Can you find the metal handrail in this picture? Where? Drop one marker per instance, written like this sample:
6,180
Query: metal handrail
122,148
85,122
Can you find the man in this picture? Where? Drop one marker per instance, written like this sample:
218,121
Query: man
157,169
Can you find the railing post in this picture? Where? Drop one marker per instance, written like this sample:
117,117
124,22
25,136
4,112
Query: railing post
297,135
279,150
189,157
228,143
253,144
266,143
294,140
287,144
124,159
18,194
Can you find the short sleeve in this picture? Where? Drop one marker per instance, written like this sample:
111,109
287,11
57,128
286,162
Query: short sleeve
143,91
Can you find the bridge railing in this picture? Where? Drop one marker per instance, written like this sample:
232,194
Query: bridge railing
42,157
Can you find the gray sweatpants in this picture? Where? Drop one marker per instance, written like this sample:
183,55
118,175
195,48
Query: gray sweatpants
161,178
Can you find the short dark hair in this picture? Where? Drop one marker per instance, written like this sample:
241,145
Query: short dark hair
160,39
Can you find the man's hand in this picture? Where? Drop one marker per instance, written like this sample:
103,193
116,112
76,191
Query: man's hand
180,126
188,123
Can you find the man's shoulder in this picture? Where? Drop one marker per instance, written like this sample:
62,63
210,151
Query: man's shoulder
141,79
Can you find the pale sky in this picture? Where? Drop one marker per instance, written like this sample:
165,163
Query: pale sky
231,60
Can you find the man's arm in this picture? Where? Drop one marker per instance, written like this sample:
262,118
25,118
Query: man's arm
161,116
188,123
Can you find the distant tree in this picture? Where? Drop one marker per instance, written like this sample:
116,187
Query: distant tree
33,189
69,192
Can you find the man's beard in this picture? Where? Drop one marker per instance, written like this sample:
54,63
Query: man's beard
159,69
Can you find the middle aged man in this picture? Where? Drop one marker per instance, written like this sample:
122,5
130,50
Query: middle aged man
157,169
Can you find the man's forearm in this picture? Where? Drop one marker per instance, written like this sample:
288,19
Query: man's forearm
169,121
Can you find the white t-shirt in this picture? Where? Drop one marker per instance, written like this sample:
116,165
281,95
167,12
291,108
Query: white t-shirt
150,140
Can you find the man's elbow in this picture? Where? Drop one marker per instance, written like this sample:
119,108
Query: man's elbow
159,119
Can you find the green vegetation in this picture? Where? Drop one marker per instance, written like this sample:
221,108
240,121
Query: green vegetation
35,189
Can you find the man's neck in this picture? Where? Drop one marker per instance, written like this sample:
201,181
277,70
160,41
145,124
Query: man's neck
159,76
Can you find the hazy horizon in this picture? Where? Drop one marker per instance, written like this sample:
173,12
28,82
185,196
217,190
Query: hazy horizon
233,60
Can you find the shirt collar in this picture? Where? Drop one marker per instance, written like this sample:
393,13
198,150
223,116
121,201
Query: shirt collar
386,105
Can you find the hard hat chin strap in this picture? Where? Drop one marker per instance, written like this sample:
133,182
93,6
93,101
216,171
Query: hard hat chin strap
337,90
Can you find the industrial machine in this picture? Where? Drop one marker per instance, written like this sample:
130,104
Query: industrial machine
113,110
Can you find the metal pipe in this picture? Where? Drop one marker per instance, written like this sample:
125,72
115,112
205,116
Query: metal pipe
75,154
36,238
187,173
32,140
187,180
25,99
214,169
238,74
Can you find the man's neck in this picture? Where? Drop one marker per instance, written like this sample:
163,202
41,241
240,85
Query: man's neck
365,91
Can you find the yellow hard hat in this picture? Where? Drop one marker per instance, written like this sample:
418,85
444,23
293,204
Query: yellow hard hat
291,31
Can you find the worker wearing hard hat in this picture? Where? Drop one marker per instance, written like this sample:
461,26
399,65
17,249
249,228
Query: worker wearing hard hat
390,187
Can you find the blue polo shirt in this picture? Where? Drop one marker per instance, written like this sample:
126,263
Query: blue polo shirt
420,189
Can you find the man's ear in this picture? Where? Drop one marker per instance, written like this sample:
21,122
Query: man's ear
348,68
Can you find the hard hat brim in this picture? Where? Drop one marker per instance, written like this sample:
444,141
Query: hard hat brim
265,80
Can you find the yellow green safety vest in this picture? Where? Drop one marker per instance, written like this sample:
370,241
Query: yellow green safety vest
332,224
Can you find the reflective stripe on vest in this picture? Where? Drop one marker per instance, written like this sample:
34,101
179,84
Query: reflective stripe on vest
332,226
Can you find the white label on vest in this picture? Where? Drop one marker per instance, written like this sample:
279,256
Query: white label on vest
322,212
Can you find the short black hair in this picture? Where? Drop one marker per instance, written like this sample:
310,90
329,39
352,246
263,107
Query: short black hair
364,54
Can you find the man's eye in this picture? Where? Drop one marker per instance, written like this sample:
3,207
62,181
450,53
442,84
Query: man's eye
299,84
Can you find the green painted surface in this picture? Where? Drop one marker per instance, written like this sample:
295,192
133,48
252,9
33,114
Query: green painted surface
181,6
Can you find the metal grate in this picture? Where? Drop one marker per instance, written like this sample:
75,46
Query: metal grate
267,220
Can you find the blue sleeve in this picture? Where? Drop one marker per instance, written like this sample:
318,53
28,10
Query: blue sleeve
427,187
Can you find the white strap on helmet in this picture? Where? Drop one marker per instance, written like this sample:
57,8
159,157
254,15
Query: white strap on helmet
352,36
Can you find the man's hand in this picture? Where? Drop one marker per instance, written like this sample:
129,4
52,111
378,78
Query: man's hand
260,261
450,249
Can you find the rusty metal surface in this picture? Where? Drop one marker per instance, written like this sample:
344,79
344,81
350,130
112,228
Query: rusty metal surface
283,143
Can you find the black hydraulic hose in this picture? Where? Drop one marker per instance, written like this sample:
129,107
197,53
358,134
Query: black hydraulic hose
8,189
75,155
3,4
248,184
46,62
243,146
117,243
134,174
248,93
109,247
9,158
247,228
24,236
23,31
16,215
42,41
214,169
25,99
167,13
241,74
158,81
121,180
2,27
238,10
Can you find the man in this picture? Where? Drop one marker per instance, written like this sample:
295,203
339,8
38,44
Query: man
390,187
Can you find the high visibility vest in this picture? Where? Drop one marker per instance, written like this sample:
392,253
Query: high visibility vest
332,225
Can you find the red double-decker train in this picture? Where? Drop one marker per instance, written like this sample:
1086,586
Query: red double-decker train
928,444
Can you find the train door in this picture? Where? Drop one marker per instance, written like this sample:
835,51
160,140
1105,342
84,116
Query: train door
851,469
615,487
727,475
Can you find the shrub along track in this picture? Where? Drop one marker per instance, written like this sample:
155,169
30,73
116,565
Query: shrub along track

────────

▶ **WHAT YOU ARE ASKED TO DO**
Return every line from the entries above that includes the word "shrub".

▶ **RESULT OF THE TASK**
Can you find the shrub along track in this picture? Where? Drop one marker per instance, written like this sample:
Query: shrub along track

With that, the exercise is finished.